**Lesetext**:
Finanzpolizei zieht Bilanz

Betrug um Mehrwertsteuer in Südtirol deutlich höher als im Trentino

Dienstag, 25. Juni 2024 | 17:14 Uhr

Von: mk

Bozen/Trient – Im Rahmen ihres 250-Jahr-Jubiläums zieht die Finanzpolizei auch im Trentino-Südtirol Bilanz über die vergangenen 17 Monate. Seit Anfang 2023 bis zum Mai 2024 ermittelte die Finanzpolizei in 8.600 Fällen in der Region, die in ihre Zuständigkeitsbereiche fallen – 4.100 Fälle im Trentino und 4.500 in Südtirol.

In rund 900 Fälle hat das Gericht die Finanzpolizei mit strafrechtlichen Ermittlungen betraut, 385 Fälle werden am Bozner Landesgericht verhandelt. In zwölf Fällen (fünf im Trentino und sieben in Südtirol) leitet die europäische Staatsanwaltschaft die Ermittlungen. 52 Untersuchungen gehen vom Rechnungshof aus, wovon 32 Südtirol betreffen.

Im Kampf gegen die Steuerhinterziehung gelang es der Finanzpolizei in der Region, über 225 Millionen Euro sicherzustellen – 127 Millionen im Trentino und 128 Millionen in Südtirol. Während im Trentino Mehrwertsteuer in der Höhe von 13 Millionen Euro hinterzogen wurde, waren es in Südtirol 120 Millionen Euro.

Die Finanzpolizei hatte in Südtirol in diesem Zusammenhang zwei bedeutsame Betrugsfälle aufgedeckt. Über Scheinfirmen, die falsche Rechnungen ausstellten und nie Steuern an den Fiskus abführten, wurden Steuergutschriften zugunsten „echter“ Unternehmen geschaffen. Dadurch mussten diese weniger Mehrwertsteuer zahlen.

Beide Betrugsfälle – einer im Bereich der Schreibwaren und Druckereierzeugnisse und der zweite im Bausektor – wurden im Rahmen zweier getrennter Untersuchungen aufgedeckt. Eine davon leitete die Europäische Staatsanwaltschaft und betraf mehrere Regionen.

**Bereitgestellte Daten**:
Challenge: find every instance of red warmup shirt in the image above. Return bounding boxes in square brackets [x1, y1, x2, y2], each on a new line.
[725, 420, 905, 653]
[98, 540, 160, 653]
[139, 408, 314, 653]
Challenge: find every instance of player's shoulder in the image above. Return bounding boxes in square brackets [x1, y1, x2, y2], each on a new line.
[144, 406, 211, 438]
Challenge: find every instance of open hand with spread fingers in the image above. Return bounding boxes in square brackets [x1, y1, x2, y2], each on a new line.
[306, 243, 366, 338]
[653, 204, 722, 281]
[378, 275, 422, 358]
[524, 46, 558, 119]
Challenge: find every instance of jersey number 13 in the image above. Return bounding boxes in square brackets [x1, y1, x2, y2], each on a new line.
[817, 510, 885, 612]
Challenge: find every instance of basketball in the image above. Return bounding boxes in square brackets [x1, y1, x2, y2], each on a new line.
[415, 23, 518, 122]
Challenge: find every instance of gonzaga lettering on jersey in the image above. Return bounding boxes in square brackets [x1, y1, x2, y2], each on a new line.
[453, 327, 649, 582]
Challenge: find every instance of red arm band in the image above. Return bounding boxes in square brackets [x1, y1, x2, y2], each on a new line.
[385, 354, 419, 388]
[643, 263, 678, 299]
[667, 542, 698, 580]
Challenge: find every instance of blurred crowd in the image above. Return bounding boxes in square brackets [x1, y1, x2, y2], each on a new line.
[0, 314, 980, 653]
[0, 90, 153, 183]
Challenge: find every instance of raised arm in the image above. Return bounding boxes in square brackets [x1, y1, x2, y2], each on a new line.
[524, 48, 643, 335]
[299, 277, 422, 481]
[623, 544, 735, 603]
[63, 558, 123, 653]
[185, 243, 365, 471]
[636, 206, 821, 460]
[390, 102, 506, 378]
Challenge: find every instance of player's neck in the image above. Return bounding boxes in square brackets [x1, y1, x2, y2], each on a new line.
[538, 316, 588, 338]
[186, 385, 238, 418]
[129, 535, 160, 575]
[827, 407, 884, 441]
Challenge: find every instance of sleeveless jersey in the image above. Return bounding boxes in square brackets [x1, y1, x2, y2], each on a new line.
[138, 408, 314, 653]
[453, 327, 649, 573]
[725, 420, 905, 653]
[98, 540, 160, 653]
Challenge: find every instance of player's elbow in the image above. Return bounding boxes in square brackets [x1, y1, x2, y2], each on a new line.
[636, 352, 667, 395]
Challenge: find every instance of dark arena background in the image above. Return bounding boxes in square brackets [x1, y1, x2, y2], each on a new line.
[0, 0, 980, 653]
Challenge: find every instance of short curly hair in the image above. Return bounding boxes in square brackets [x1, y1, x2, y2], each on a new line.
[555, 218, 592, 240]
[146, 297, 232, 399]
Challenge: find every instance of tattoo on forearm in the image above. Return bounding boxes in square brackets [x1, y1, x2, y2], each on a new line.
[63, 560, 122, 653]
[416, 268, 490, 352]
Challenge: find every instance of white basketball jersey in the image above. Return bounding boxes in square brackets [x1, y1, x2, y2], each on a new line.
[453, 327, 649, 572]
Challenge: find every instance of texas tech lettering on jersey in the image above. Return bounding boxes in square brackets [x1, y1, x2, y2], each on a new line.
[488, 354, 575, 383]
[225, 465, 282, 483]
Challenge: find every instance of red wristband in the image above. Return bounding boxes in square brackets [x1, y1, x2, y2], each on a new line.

**Aufgaben**:
1. In welchen Branchen deckte die Finanzpolizei laut dem Text über die Finanzpolizei die beiden bedeutsamen Betrugsfälle in Südtirol auf?
2. Übernehmen Sie aus dem Text über die Finanzpolizei wortgetreu die Passage, die mit den Worten „Betrug um Mehrwertsteuer“ beginnt, und enden Sie nach „4.500 in Südtirol.“.
3. Setzen Sie den Text über die Finanzpolizei nach seinem letzten Satz fort.

**Antworten**:
1. Im Bereich der Schreibwaren und Druckereierzeugnisse sowie im Bausektor.

2.
Betrug um Mehrwertsteuer in Südtirol deutlich höher als im Trentino

Dienstag, 25. Juni 2024 | 17:14 Uhr

Von: mk

Bozen/Trient – Im Rahmen ihres 250-Jahr-Jubiläums zieht die Finanzpolizei auch im Trentino-Südtirol Bilanz über die vergangenen 17 Monate. Seit Anfang 2023 bis zum Mai 2024 ermittelte die Finanzpolizei in 8.600 Fällen in der Region, die in ihre Zuständigkeitsbereiche fallen – 4.100 Fälle im Trentino und 4.500 in Südtirol.

3.
In Trentino ist die Finanzpolizei hingegen einem polnischen Unternehmen auf die Schliche gekommen, das in einer bekannten Skisportdestination tätig war und Gästen eine Reihe von Dienstleistungen anbot: Die Palette reichte von der Organisation von Reisen über Vermieten von Appartements sowie den Verleih von Skiausrüstung bis hin zu Skikursen auf der Piste. Obwohl das Unternehmen in Italien operierte, war es bis dahin dem Fiskus gänzlich unbekannt. Die Skilehrer hatten außerdem nicht die notwendige berufliche Qualifikation.

Die Finanzpolizei hat in der Region eine Reihe unterschiedlicher Steuervergehen aufgedeckt, wie etwa die Ausstellung und Verwendung von Rechnungen für fiktive Dienstleistungen, fehlende Steuererklärungen oder Falschangaben bei der Steuererklärung, die Verdunkelung und Vernichtung von Buchhaltungsunterlagen oder die Hinterziehung von Steuerzahlungen. Insgesamt wurden 367 Straftäter angezeigt – 153 im Trentino und 214 in Südtirol. Zehn von ihnen wurden verhaftet, während 58 Millionen Euro (4,5 Millionen im Trentino und 53,5 Millionen in Südtirol) beschlagnahmt wurden.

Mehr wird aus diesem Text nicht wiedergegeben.